• SUPPLIED MATERIAL:
■ ■ ■ ■

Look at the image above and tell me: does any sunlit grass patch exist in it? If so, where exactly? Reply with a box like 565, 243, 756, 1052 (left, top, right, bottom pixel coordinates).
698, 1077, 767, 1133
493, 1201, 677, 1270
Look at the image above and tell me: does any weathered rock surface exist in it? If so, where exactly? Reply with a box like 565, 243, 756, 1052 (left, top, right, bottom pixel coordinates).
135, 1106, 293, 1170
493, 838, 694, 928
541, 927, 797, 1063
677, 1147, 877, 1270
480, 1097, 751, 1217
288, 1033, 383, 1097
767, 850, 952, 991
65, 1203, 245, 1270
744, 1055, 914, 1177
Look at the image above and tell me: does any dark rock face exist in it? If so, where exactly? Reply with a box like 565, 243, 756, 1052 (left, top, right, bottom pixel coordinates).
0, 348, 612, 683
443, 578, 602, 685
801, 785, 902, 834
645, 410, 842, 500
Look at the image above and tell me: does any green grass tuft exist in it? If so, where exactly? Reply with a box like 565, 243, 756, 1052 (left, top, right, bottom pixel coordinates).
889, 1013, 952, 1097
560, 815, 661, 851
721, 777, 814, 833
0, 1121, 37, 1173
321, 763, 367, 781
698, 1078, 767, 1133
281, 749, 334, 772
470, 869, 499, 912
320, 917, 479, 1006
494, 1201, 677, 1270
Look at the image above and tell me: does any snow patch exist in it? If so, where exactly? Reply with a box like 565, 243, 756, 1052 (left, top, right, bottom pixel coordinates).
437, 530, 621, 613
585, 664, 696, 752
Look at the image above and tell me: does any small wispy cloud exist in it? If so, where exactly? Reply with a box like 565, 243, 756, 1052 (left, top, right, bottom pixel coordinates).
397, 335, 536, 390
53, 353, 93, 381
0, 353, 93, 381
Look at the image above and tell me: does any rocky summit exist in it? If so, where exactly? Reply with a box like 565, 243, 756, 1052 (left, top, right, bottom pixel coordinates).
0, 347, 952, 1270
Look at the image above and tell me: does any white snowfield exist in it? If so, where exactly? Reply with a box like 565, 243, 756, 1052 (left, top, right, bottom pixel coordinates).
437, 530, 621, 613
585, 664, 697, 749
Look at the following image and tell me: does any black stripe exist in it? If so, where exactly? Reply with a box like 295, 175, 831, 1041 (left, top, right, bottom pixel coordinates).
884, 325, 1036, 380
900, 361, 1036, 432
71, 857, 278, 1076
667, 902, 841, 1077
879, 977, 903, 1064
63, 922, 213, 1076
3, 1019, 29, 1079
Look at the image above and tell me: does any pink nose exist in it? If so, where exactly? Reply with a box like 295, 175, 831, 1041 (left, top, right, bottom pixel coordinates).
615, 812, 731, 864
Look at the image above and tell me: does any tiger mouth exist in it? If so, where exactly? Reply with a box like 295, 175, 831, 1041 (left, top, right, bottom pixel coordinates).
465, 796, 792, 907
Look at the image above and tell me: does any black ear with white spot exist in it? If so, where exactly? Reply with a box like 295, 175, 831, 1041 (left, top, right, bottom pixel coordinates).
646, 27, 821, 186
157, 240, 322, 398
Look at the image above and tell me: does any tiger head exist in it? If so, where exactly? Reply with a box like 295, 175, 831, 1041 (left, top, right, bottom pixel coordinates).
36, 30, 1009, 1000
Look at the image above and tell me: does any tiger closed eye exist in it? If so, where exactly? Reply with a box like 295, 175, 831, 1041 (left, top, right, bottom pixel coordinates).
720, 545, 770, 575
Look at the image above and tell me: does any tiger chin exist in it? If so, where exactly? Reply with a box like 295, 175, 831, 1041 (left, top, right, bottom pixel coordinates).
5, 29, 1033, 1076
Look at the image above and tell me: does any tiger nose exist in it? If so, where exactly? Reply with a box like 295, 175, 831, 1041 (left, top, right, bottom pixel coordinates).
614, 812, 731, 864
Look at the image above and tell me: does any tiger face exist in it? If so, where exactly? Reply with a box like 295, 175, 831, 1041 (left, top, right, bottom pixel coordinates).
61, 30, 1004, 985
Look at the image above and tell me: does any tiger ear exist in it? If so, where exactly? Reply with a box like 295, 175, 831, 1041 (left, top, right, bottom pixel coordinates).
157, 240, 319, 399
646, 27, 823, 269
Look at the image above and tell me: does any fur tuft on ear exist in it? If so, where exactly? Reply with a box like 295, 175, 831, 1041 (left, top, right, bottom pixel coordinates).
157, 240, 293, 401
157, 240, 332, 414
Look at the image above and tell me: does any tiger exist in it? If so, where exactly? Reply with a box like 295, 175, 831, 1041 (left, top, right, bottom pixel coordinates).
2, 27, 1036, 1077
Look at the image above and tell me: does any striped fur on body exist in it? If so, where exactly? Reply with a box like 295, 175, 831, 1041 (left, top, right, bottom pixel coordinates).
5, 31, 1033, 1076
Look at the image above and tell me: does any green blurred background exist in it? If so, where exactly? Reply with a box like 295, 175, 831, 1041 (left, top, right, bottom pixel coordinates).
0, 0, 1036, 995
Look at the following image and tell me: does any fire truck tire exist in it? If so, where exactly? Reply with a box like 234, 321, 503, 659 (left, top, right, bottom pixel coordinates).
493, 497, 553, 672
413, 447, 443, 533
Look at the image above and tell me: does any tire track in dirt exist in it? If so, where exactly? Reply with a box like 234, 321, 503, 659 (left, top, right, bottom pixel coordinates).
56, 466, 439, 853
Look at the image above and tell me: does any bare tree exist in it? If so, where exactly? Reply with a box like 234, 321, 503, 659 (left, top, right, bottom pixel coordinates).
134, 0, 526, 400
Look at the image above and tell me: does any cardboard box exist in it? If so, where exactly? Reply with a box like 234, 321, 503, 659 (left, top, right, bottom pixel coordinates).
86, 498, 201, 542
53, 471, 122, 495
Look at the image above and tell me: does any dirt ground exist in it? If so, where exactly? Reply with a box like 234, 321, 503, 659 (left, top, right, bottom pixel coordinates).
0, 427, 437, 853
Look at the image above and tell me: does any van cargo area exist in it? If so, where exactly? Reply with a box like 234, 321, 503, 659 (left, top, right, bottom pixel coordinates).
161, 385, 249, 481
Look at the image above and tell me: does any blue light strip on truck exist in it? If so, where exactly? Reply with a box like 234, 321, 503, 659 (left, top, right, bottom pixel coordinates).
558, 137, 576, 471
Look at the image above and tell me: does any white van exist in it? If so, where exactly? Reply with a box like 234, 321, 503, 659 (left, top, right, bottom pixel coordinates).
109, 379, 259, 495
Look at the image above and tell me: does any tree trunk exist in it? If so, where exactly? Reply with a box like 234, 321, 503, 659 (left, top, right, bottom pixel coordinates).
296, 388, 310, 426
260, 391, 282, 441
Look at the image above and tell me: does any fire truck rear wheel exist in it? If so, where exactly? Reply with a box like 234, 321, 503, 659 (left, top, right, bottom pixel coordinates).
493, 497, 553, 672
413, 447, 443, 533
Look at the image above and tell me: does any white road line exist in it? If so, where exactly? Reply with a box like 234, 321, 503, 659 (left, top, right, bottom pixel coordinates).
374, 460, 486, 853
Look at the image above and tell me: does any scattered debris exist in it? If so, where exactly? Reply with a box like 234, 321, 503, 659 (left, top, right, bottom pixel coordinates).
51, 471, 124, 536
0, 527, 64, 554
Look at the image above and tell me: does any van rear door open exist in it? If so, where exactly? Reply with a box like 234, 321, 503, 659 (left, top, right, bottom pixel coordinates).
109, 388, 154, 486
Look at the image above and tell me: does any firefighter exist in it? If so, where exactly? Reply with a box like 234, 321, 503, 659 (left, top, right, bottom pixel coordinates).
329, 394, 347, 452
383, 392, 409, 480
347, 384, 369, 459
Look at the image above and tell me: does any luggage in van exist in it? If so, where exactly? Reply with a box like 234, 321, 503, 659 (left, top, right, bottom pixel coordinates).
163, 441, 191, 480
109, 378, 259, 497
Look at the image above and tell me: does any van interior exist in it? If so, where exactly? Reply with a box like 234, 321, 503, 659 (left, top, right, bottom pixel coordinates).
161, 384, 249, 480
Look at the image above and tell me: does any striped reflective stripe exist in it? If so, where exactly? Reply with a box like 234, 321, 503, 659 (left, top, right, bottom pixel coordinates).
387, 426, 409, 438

■ ■ ■ ■

Rewrite the stretch of records from the line containing "any green grass" through the line containing "157, 240, 322, 398", replacing "pink nose" with "pink snout" and leaving everything else unchanged.

• EXPECTED ANSWER:
Look at the image above and tell me: does any green grass tuft exist in it? If so, where exactly? Reply with a box like 565, 243, 756, 1052 (left, top, right, bottom pixel coordinates).
889, 1013, 952, 1097
560, 815, 661, 851
721, 777, 814, 833
0, 1121, 37, 1173
321, 763, 367, 781
698, 1078, 767, 1133
281, 749, 334, 772
470, 869, 499, 912
320, 917, 479, 1006
494, 1201, 677, 1270
Look at the image above and tell me: does any snow patch exist in it? If so, where exactly? Reply with a box like 565, 243, 756, 1052 (left, top, right, bottom pixel coordinates).
437, 530, 621, 613
585, 664, 696, 752
Look at the image above and tell me: does any small wispy cloud exist in it? If so, where exactly? Reply with a box like 565, 243, 756, 1052 (left, top, right, bottom pixel coordinates).
397, 335, 536, 390
53, 353, 93, 381
0, 353, 93, 381
Look at the image above and tell me: does any rocky summit exist in it? If so, where exactly? Reply with a box like 565, 243, 756, 1052 (left, top, right, bottom pixel coordinates).
0, 347, 952, 1270
Look at the image above and tell me: does any white snowfield exist in it? If so, where exactly? Reply with a box like 565, 243, 756, 1052 (left, top, right, bottom pixel coordinates).
437, 530, 621, 613
585, 664, 697, 749
Look at the following image and tell me: does any black stripe exist in it? If so, where exactly? Reply with a box like 295, 175, 831, 1041 (left, top, right, bottom pixel coordinates).
884, 325, 1036, 380
900, 361, 1036, 432
71, 857, 278, 1076
667, 902, 841, 1077
879, 977, 903, 1064
63, 922, 213, 1076
3, 1019, 29, 1079
Look at the image above and tell me: does any pink snout exist in it? If so, where exactly? Reply with a box like 295, 175, 831, 1041 (left, top, right, bottom pixel coordinates).
615, 812, 731, 864
Look at the image above and tell me: does any tiger mouth exist in it? If so, where exactly? Reply with a box like 295, 175, 831, 1041 (left, top, right, bottom pixel coordinates).
465, 796, 792, 907
Look at the image above and tell me: does any black ear with white spot exist in it? If so, where exactly? Reply with a box like 295, 175, 831, 1041 (left, top, right, bottom pixel coordinates).
646, 27, 821, 186
157, 240, 322, 398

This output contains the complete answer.